- Assigned task: Scan the data that follows and count the lines with the string "below"; answer with the count alone.

- Supplied records:

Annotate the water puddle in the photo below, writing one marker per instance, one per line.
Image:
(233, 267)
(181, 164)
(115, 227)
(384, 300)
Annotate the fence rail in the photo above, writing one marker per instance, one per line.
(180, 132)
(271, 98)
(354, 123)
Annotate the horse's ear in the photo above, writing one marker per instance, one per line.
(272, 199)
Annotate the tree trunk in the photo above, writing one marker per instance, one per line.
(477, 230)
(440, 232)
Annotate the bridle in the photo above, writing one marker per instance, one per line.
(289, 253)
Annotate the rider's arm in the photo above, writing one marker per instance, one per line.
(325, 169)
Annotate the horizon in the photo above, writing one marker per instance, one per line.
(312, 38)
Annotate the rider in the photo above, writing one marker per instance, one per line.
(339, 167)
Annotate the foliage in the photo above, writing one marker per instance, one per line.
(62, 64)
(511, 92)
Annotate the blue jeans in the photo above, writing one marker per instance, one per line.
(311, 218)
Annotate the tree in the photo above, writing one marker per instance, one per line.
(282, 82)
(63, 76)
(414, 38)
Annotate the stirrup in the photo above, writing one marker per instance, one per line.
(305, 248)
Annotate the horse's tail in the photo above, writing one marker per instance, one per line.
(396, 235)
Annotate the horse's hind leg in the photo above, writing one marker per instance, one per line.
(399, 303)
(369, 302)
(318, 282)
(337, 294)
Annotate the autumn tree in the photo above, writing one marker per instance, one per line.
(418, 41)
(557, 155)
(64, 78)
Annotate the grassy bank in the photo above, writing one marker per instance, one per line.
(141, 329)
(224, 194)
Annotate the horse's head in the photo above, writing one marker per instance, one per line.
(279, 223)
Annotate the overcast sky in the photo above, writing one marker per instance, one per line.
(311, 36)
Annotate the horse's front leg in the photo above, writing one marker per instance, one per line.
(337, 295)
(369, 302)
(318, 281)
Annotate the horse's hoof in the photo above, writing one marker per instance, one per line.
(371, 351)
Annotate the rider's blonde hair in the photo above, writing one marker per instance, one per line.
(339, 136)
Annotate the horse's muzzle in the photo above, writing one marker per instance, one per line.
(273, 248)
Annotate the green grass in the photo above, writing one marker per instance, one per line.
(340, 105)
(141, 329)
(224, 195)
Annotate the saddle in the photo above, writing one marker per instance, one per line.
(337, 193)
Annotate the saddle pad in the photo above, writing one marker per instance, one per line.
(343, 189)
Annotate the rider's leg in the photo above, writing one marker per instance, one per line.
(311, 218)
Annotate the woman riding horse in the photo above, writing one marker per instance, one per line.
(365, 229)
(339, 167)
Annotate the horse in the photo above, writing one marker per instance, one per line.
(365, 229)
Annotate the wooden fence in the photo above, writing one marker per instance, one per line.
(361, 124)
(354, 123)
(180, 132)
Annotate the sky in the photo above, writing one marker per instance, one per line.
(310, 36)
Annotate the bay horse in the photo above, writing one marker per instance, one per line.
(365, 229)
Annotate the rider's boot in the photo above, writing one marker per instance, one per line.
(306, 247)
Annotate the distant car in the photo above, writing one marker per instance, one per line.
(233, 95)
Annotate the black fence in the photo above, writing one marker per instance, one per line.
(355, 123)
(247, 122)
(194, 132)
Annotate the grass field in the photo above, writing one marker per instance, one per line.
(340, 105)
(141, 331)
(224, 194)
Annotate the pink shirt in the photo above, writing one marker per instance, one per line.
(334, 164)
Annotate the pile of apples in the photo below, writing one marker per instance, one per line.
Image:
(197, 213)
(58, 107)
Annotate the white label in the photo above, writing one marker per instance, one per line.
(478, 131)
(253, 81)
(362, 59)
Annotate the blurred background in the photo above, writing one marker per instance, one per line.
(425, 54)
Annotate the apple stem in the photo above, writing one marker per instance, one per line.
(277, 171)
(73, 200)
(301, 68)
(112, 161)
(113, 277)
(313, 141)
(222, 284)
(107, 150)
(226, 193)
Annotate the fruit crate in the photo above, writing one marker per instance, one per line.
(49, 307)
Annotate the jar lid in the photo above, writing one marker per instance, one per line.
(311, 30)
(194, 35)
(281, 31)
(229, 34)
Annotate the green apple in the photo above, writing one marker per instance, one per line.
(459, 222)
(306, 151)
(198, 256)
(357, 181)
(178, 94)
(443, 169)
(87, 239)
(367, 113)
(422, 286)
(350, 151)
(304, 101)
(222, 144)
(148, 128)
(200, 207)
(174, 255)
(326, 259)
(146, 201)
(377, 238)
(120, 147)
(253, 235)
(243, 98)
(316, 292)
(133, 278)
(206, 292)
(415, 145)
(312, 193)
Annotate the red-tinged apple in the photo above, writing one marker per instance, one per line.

- Finished exercise: 2